Liste des tâches →
A. Répondez à ces questions sur le texte consacré à la force de l'âme, en marquant vos réponses (i), (ii), (iii) comme les questions :
(i) À quelles deux actions le texte compare-t-il l'action de penser ?
(ii) Que devient l'intérêt de l'homme pour les choses sensuelles à mesure qu'il devient capable d'idées intellectuelles et distinctes ?
(iii) Dans quel cas remarquable le texte propose-t-il de se représenter cette force pour bien en connaître la nature ?
B. Poursuivez le texte sur la force essentielle de l'âme après sa dernière phrase.

Texte à lire →
Nous voyons donc clairement que les plaiſirs des ſens, quelque puiſſants qu’ils ſoient, ne viennent que d’un beſoin acceſſoire, & que dans tout ce qui doit nous amuſer longtemps, il faut quelque choſe d’intellectuel. Ce qui prouve que l’eſſence de notre âme, le principe d’où naiſſent tous nos déſirs conſtants, eſt une détermination puiſſante à produire & à recevoir des idées. Je me flatte même de faire voir dans la ſuite de ces recherches, que les plaiſirs les plus ſenſuels tirent leur origine de cette ſource générale.

J’ajoute une autre obſervation qui confirme ce que j’ai dit ſur la nature de l’âme. En faiſant attention à la diverſité & au changement de goût, on s’aperçoit que, plus I’homme devient capable d’idées intellectuelles & diſtinctes, moins il s’occupe des choſes ſenſuelles. Ceux qui n’ont jamais appris à penſer s’occupent, comme ils peuvent, des objets qui tiennent beaucoup du ſenſuel.

Apprenez leur à réfléchir, à former des jugements, à tirer des concluſions générales de faits particuliers, à comparer des idées en partie ſemblables ; & vous verrez qu’ils s’occuperont beaucoup plus des choſes intellectuelles, qu’ils n’avaient fait auparavant. Je le répète donc avec aſſurance, que notre nature eſt telle que l’action qui nous eſt eſſentielle & qui eſt le principe de toutes nos entrepriſes & de toutes nos opérations libres eſt celle de penſer, comme l’action du feu eſt de brûler, ou celle de l’aimant d’attirer le fer.

Nous avons donc trouvé un principe actif dans l’âme qui eſt la ſource de toutes nos actions. Par ce principe toutes nos affections ont la même origine, partent de la même ſource. & comme les hommes, qui tirent leur origine du même père commun, ſe diſtinguent par leurs qualités, en ſorte qu’il y a des nobles & des roturiers de différentes claſſes, ſelon que le ſort les fait naître ; de même nos affections & nos plaiſirs, quoique d’une égale nobleſſe dans leur origine, deviennent plus ou moins eſtimables, ſelon les différents ſervices qu’ils nous rendent, & ſelon qu’ils tiennent plus ou moins immédiatement au bonheur.

Mais avant que de montrer comment ce principe actif de l’âme produit tous les ſentiments agréables & déſagréables, & par conſéquent toutes les inclinations, il eſt néceſſaire d’examiner un peu plus particulièrement ſa nature. D’abord il faut remarquer que le nom de force qu’on a donné à ce principe actif dans l’homme, ſignifie un empreſſement perpétuel qui, pour ainſi dire, met tout en mouvement pour pouvoir produire des idées. Pour bien connaître la nature de cette force, nous n’avons qu’à nous la repréſenter dans des cas fort remarquables, par exemple, dans une grande paſſion. Tout le monde ſait combien on eſt alors preſſé & troublé par la force du déſir. Dans les autres cas où l’âme eſt plus tranquille, la force eſſentielle ne laiſſe pas d’être la même, quoique moins grande ; elle excite toujours une agitation ſemblable à celle des paſſions, plus ou moins fortes. Voilà ce que veut dire le terme de force eſſentielle de l’âme.

Entrées d'un jeu de données
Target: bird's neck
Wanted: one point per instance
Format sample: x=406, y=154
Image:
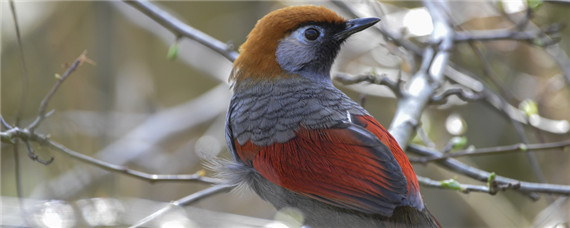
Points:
x=282, y=80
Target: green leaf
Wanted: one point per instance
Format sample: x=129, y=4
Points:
x=173, y=51
x=534, y=4
x=452, y=184
x=491, y=178
x=7, y=138
x=459, y=142
x=529, y=107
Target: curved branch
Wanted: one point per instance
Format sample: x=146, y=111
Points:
x=346, y=79
x=28, y=136
x=529, y=188
x=496, y=150
x=183, y=202
x=181, y=29
x=423, y=84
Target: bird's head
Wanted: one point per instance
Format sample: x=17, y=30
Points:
x=295, y=41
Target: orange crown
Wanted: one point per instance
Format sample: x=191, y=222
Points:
x=257, y=55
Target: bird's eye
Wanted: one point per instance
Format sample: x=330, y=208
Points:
x=312, y=34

Réponses par tâche →
A.
(i) À l'action du feu, qui est de brûler, et à celle de l'aimant, qui est d'attirer le fer.
(ii) Il diminue : l'homme s'occupe moins des choses sensuelles.
(iii) Dans une grande passion.

B.
Je remarque en ſecond lieu, que cette force de l’âme eſt tellement déterminée, qu’il ne nous eſt point indifférent de quelle nature ſoient les idées qu’elle produit. L’âme préfère toujours les idées claires aux obſcures, & celles qui ſont diſtinctes à celles qui ne ſont que confuſément claires. Tout le monde aime mieux de voir clair dans toutes ſortes de choſes, que d’avoir les idées brouillées. En effet une idée diſtincte nous repréſente plus de choſes du même objet, qu’une idée confuſe ; & par conſéquent elle contente mieux le beſoin de l’âme.

Ce n’eſt pas tout encore. L’âme ne ſe contente pas de produire des idées ; ſemblable à un bon terroir qui, après avoir reçu les ſemences dans ſon ſein, les nourrit & les fait éclore, l’âme en réfléchiſſant ſur ſes idées, les compare, en tire de nouvelles, en forme des propoſitions, des raiſonnements, des penſées ſuivies. Cette activité de l’âme ſe montre partout. Le génie le plus faible forme ſes raiſonnements tout comme le Philoſophe. C’eſt cette faculté de comparer les idées, & d’en former des raiſonnements, qu’on appelle la raiſon, & l’on convient généralement qu’elle eſt plus ou moins le partage de tous les hommes. Ce n’eſt pas un talent acquis, c’eſt un don de la nature, une force de l’âme, à laquelle on réſiſterait en vain. Nous aurions beau nous propoſer de reſter dans l’inaction, la force de l’âme l’emporterait. Nous produiſons des idées, nous les comparons.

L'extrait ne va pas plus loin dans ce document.